Text segment |
A 55-year-old woman with history of RA and pulmonary nodules, being followed-up by serial chest computed tomographic (CT) scans, was referred to our interventional pulmonology service for worsening dyspnea. She reported progressive dyspnea and worsening cough for the past few months. She received multiple courses of antibiotics, oral steroids, and bronchodilators without significant improvement. She was on adalimumab, methotrexate, and naproxen for her RA. Her physical examination revealed decreased breath sounds at the left lower lobe with wheezing in the left and right upper lobes.
Initial CT chest scans revealed extensive consolidative pneumonia involving the lingula and left lower lobe with ipsilateral mediastinal shift. Atherapeutic bronchoscopy through a laryngeal mask airway was performed. The LMS was severely stenotic with a fibrotic scar starting from the proximal end with more narrowing in the mid LMS which was estimated to be 2 mm in diameter (Figs. 1A, B). This stenosis was diagnosed to be RA related on the basis of patient’s long history of rheumatologist managed RA and pathology specimens showing nonspecific inflammation without evidence of malignancy or scar fibrosis. Because of severe stenosis neither therapeutic/pediatric scope nor controlled radial expansion/CRE balloon (Boston Scientific, Natick, MA) size 8-9-10 mm could pass through the mid-left main stenosis. The patient was then intubated using a rigid scope 10 mm outer diameter (OD), which was advanced to the proximal LMS. A Fogarty balloon catheter 4 Fr was used to dilate the stenotic area. A CRE balloon 8-9-10 mm could now be inserted through the stenosis to perform sequential airway dilation up to 8 mm. The LMS stenosis was then dilated using the rigid scope 10 mm OD followed by 12 mm OD. Significant purulent discharge was suctioned from the distal LMS and the distal airways of the left upper and lower lobes were visualized. The flexible bronchoscope was then inserted through the rigid scope and the CRE balloon 8-9-10 mm followed by 10-11-12 mm were used to dilate the LMS. The length of the stenotic airway was now 25 mm. A Dumon studded silicone 12×30 mm stent was deployed in the LMS. Patient later followed with serial CT chest scans performed every 3 to 6 months and frequent interval flexible bronchoscopy for stent inspection (Figs. 1C, D). The stent was removed after 1 year and follow-up CT chest 12 months later showed stable mild stenosis of the LMS bronchus.

Given data |
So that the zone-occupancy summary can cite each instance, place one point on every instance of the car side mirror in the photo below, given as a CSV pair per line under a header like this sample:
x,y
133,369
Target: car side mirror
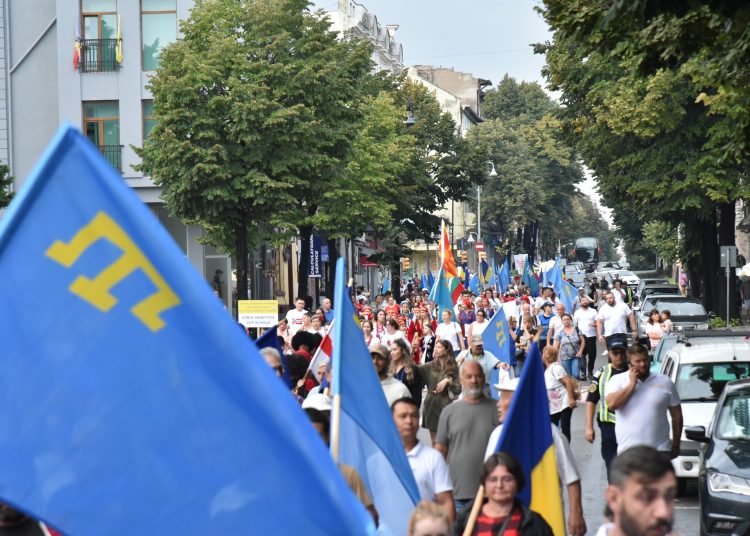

Exercise instructions | Condense the case report's paragraph beginning "A 55-year-old woman with history of RA" into a bulleted list that keeps its main facts. The data are not needed for this work.

Solution |
- 55-year-old woman with RA and pulmonary nodules, followed with serial chest CT scans
- Referred to interventional pulmonology for worsening dyspnea
- Progressive dyspnea and worsening cough over the past few months
- No significant improvement after multiple courses of antibiotics, oral steroids, and bronchodilators
- RA treated with adalimumab, methotrexate, and naproxen
- Examination: decreased breath sounds at the left lower lobe, with wheezing in the left and right upper lobes